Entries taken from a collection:
========

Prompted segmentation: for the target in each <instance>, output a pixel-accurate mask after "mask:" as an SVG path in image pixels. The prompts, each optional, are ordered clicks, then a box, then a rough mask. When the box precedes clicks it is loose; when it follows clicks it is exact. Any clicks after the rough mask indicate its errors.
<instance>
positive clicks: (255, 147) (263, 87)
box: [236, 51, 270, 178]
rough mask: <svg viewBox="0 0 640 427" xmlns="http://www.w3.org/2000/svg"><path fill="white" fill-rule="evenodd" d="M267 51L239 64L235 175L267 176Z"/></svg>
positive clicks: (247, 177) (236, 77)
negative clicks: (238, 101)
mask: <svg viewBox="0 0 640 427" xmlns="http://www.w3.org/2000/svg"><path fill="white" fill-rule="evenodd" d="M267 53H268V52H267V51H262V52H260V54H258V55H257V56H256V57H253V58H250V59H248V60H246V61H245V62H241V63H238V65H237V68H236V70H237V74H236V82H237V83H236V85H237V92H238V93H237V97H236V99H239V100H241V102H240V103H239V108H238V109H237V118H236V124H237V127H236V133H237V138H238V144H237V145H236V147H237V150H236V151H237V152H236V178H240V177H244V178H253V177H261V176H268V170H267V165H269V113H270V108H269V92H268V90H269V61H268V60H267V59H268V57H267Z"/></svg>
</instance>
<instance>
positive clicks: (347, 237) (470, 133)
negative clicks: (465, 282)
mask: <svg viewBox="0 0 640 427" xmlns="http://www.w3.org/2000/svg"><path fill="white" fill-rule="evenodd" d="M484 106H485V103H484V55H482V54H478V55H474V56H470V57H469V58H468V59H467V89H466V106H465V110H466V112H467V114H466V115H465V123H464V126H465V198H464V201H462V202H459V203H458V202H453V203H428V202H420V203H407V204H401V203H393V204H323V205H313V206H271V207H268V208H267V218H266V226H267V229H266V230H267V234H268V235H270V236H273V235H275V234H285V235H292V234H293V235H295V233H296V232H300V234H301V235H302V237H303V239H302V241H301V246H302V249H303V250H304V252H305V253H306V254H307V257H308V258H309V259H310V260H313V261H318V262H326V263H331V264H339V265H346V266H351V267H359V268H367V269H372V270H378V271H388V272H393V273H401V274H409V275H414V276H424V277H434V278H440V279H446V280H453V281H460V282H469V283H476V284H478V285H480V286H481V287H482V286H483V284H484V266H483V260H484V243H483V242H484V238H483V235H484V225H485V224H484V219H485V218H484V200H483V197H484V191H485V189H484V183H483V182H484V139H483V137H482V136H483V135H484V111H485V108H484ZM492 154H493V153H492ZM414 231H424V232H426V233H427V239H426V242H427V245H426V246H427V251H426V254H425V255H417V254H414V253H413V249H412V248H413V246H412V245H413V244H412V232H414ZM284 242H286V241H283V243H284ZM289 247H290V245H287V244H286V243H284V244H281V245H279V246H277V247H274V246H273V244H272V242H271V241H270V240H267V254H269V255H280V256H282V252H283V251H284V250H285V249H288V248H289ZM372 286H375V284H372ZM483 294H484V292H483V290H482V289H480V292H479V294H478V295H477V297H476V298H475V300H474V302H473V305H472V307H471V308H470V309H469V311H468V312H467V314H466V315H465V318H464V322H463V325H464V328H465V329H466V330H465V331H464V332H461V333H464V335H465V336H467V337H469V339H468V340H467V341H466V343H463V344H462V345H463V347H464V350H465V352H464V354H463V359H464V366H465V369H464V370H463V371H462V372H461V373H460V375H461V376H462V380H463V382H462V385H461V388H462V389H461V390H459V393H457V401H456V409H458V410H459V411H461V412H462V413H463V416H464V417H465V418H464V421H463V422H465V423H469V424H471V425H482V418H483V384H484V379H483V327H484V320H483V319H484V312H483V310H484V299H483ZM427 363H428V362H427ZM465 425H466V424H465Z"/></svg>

========

**Work instruction**: What are the lines above, starting at the one with "rough mask: <svg" and ending at the one with "positive clicks: (347, 237) (470, 133)"? Give them again exactly, and only them.

**Response area**:
rough mask: <svg viewBox="0 0 640 427" xmlns="http://www.w3.org/2000/svg"><path fill="white" fill-rule="evenodd" d="M267 51L239 64L235 175L267 176Z"/></svg>
positive clicks: (247, 177) (236, 77)
negative clicks: (238, 101)
mask: <svg viewBox="0 0 640 427" xmlns="http://www.w3.org/2000/svg"><path fill="white" fill-rule="evenodd" d="M267 53H268V52H267V51H262V52H260V54H258V55H257V56H256V57H253V58H250V59H248V60H246V61H245V62H241V63H238V65H237V68H236V70H237V74H236V82H237V83H236V85H237V92H238V93H237V97H236V99H239V100H241V102H240V103H239V108H238V109H237V118H236V124H237V127H236V133H237V138H238V144H237V145H236V147H237V150H236V151H237V152H236V178H240V177H244V178H253V177H261V176H268V170H267V165H269V113H270V108H269V92H268V90H269V61H268V60H267V59H268V57H267Z"/></svg>
</instance>
<instance>
positive clicks: (347, 237) (470, 133)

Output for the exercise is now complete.